→ **Work to be completed**
Reproduce word for word the part of the crop report that runs from "Generally, winter cereals" to "in our region.".

Despite employing robust flufenacet-based pre-emergences with Backrow to hold them in place, there’s a worrying amount of blackgrass coming through with the crops – no doubt brought on by the good 100-125mm of rain we received in and around Storm Alex.
With dry soils and September temperatures of more than 25C so clearly comprising pre-emergence performance, we are needing to be especially robust with our peri-emergences and early post-emergences. This means extra flufenacet and diflufenican, with the addition of pendimethalin in places.
Where necessary, we’ll be pepping-up the contact action, too. For which iodosulfuron/mesosulfuron still have their place, as does clodinafop.
Any cereals emerged by the start of this month will be getting their first aphicide in the coming week and looks like needing a minimum of two barley yellow dwarf virus (BYDV) sprays.
Our later wheat drillings – which will be going in as soon as conditions permit now we’ve had such a strong blackgrass flush – should profit from better residual herbicide activity in wetter and cooler conditions, and won’t need so much BYDV protection either.
The absence of Deter means we’ll have to be even more vigilant and careful than usual with our slug pelleting, though.
The unsettled August really helped our OSR, the vast majority of which looks very well at 4-6 leaves despite not being sown early. Good levels of soil moisture enabled it to get away from a relatively late flea beetle migration.
A dry September did cause us some concern. But better conditions overall, and the fact that those sticking with the crop are the most committed growers, have made all the difference.
As well as employing long stubbles, companion cropping, fast-developing hybrids and seed-bed fertilisation, not forgetting the essentials of good autumn OSR management in the face of flea beetle, has been crucial here.
Speaking of which, our key priority now is getting the clethodim on to hold back blackgrass so we aren’t forced to use propyzamide too early, while leaving enough space for any phoma or even metconazole sprays.
North: Helen Brown
What a relief to finally see the back of the 2019-20 cropping year, which was difficult from start to finish, with yields in Cumbria this harvest certainly reflected the testing season.
Although we were unable to host our annual open day at our Cumbrian trial site, the results gained have still been useful and we had some particularly interesting findings from our wheat seed rate trials.
The 2019-20 season showed a much more pronounced effect of seed rates upon yield compared with the previous season, undoubtably owed to wet weather hindering crop establishment and a dry spring reducing tiller numbers.
More interesting perhaps was that we looked at ways to tailor inputs to spring plant populations, to influence final yield.
We found some successes in applying early plant growth regulator (trinexapac-ethyl and prohexadione) to low seed-rate plots, which increased yield by 3t/ha on this site compared with plots with no plant growth regulator due to increased tillering.
Additionally, we found that triple super phosphate (TSP) applied in February to low seed rates, aimed at promoting rooting and tillering, was beneficial to increasing yield in this scenario by 1.7t/ha.
Drilling of autumn cereals is about 80-90% completed in Cumbria, with most growers keen to drill early after the difficulties last season, and the drilling left to complete is mostly wheat to be planted after maize crops.
Maize harvest is well under way in Cumbria. Most maize drilled under plastic has now been harvested, however, fields drilled in the open are lagging behind, in terms of maturity and crop biomass.
Generally, winter cereals have emerged nicely and are looking good, and unlike last year we have been able to apply autumn residuals, which are key for targeting annual meadow grass and bromes, which are the most common grassweed issues in our region.
I am pleased that our local trial site has been drilled for the fourth year running.
This year, along with the usual variety and seed-rate trials, we have some interesting work with seed treatments and even a blend of wheat varieties.

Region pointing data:
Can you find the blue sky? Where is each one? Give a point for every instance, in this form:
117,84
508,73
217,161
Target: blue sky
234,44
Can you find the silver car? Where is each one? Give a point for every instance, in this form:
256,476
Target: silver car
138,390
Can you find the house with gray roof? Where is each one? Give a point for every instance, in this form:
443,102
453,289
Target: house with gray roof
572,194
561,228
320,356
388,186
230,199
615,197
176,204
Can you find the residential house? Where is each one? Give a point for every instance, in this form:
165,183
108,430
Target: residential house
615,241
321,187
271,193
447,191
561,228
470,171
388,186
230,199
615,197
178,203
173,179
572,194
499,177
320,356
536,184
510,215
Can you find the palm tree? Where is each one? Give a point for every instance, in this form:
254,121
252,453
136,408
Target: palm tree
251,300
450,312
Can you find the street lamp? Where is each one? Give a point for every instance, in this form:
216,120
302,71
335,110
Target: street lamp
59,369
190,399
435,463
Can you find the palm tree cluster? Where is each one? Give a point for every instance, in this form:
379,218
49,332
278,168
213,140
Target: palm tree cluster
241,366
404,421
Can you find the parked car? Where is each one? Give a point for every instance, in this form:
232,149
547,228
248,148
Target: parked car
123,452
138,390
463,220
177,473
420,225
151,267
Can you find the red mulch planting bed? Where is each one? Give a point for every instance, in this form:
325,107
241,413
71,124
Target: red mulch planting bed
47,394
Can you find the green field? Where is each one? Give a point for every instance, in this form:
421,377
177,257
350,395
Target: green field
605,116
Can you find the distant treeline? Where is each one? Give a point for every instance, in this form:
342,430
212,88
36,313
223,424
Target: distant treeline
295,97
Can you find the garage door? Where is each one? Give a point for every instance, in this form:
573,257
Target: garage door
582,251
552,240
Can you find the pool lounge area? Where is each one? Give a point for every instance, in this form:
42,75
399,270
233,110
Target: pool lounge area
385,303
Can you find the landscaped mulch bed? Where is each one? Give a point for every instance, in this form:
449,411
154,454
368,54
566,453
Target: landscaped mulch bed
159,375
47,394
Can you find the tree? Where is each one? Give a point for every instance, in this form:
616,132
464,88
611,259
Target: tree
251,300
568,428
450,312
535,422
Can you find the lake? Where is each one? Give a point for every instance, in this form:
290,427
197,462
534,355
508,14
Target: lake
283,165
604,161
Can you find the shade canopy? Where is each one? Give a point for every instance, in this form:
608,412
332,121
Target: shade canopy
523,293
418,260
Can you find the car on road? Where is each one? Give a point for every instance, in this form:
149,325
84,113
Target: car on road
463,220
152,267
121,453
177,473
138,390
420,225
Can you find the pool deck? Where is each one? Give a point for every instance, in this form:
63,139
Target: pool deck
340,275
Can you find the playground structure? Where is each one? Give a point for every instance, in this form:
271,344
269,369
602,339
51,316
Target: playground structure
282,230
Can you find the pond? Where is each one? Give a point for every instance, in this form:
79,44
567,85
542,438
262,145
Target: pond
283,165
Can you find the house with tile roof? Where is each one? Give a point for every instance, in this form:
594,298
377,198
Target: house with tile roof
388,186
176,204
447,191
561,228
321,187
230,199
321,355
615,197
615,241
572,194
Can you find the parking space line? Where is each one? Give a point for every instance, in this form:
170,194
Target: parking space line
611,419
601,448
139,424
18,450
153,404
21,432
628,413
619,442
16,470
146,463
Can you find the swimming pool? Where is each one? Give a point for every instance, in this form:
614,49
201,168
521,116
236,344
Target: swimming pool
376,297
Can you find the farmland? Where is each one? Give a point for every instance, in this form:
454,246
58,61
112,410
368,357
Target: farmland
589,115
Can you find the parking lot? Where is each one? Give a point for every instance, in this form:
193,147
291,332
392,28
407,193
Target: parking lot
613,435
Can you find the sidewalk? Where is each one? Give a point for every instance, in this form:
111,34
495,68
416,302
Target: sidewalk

→ **Task result**
Generally, winter cereals have emerged nicely and are looking good, and unlike last year we have been able to apply autumn residuals, which are key for targeting annual meadow grass and bromes, which are the most common grassweed issues in our region.